- What needs to be done -
Write out only the opening lines of the entries, through the line with "Target: man's ear".

Records drawn from a dataset:
>>>
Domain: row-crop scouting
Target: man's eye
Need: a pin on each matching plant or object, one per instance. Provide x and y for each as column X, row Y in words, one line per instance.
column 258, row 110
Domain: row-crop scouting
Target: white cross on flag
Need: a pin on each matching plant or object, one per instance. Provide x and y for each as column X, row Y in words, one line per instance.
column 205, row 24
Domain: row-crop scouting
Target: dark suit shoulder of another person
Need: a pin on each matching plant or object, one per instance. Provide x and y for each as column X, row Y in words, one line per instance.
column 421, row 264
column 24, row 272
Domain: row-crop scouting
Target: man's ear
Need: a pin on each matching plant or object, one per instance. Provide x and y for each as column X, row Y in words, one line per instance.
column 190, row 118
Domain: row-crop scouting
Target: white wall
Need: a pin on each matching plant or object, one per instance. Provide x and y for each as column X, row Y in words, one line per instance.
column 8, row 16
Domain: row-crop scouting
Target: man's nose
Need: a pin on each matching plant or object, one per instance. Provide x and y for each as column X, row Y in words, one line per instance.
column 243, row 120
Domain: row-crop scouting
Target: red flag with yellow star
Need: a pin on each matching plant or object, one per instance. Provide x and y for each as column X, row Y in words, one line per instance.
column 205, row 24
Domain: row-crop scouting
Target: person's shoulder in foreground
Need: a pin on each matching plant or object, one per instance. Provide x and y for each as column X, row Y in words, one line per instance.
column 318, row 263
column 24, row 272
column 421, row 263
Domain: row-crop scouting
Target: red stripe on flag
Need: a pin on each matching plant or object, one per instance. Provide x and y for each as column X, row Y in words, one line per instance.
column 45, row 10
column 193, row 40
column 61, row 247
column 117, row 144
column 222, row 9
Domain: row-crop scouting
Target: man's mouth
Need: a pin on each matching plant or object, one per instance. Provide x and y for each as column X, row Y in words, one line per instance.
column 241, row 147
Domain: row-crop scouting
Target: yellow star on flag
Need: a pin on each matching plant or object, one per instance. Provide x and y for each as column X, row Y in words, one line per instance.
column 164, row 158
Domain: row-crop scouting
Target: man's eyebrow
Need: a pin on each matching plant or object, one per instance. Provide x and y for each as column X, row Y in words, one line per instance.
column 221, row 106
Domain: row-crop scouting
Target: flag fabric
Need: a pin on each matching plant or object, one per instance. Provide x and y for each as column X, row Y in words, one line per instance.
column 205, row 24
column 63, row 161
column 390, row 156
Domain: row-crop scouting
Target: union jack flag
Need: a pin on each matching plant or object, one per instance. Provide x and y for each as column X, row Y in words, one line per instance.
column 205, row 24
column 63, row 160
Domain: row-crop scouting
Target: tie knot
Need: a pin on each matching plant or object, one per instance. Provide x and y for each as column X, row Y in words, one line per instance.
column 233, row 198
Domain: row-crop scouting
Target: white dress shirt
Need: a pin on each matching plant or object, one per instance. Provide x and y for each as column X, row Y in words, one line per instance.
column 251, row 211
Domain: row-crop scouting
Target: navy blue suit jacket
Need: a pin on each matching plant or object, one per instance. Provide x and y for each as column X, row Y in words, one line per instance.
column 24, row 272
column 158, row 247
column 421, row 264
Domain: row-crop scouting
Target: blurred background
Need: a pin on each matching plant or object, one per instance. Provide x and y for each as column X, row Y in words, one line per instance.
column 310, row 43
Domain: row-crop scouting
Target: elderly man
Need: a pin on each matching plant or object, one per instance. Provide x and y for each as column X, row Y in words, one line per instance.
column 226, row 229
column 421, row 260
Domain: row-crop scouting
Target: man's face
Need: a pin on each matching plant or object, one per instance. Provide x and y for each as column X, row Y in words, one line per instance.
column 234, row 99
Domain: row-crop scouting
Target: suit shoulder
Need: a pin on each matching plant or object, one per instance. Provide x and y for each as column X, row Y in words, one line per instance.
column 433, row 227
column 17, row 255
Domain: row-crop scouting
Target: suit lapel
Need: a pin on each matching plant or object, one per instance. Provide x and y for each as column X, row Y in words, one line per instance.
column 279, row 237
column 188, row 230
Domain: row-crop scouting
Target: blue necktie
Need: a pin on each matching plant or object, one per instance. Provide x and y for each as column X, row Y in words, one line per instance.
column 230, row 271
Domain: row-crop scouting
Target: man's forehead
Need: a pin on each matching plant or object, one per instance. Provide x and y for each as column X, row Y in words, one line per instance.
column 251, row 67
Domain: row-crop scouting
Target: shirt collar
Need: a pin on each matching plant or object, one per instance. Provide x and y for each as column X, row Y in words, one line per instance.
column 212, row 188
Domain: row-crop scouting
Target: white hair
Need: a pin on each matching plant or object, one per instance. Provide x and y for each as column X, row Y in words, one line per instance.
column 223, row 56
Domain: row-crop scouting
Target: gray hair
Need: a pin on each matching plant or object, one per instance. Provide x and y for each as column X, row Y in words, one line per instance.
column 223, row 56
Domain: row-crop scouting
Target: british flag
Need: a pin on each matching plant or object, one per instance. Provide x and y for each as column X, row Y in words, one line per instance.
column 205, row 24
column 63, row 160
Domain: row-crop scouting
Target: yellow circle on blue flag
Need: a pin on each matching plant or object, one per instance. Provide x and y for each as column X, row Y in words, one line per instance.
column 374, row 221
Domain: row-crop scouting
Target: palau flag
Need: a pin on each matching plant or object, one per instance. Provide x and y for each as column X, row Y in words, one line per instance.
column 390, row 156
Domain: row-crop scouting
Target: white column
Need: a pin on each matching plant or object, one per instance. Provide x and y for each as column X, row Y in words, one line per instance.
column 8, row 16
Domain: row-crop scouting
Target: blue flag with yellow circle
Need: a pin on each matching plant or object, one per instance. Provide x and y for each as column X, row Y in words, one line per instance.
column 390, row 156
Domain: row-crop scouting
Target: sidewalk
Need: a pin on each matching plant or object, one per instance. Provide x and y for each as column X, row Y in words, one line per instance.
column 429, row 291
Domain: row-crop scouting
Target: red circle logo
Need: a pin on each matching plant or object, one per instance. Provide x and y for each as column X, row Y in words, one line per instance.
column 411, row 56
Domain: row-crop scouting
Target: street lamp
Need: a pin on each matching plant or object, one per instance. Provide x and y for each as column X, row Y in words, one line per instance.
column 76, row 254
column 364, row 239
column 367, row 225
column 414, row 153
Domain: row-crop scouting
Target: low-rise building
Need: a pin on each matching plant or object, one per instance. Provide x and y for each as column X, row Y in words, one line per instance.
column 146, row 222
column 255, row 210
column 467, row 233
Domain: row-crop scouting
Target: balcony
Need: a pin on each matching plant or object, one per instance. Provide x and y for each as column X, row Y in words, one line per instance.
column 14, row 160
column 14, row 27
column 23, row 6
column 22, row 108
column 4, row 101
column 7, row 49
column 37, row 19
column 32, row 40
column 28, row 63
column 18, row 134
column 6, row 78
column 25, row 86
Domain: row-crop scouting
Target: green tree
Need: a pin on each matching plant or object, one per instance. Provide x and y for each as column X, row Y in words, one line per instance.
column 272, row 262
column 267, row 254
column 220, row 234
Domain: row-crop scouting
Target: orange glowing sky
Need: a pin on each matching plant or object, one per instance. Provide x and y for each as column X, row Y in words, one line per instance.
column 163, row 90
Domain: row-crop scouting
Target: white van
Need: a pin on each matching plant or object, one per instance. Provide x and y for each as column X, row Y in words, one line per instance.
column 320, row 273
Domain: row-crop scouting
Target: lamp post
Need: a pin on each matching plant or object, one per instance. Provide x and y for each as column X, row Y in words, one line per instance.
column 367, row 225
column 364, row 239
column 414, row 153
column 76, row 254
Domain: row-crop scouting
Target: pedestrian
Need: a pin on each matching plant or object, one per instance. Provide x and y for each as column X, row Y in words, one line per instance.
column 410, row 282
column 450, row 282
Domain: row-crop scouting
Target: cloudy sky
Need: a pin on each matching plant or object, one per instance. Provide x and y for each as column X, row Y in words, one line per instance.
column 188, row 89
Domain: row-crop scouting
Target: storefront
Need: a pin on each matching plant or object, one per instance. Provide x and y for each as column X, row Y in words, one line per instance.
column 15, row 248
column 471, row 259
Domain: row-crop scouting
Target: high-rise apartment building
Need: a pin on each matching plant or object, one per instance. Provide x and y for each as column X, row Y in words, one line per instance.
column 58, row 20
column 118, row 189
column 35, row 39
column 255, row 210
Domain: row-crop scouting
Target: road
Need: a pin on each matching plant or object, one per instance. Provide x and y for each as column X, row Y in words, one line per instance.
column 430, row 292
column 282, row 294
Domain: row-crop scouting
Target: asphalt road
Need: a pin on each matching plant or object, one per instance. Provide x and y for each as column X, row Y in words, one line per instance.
<<<
- Answer for the task -
Domain: row-crop scouting
Target: man's eye
Need: a pin on each matching plant or object, one per instance. Provide x and y for each as column X, row Y in words, one line per instance.
column 258, row 110
Domain: row-crop scouting
Target: white cross on flag
Need: a pin on each matching plant or object, one per instance. Provide x and y for each as column X, row Y in words, one line per instance.
column 205, row 24
Domain: row-crop scouting
Target: dark suit shoulder of another person
Need: a pin on each matching plant or object, one per instance. Provide x and y for each as column X, row Y in words, one line per instance.
column 421, row 264
column 24, row 272
Domain: row-crop scouting
Target: man's ear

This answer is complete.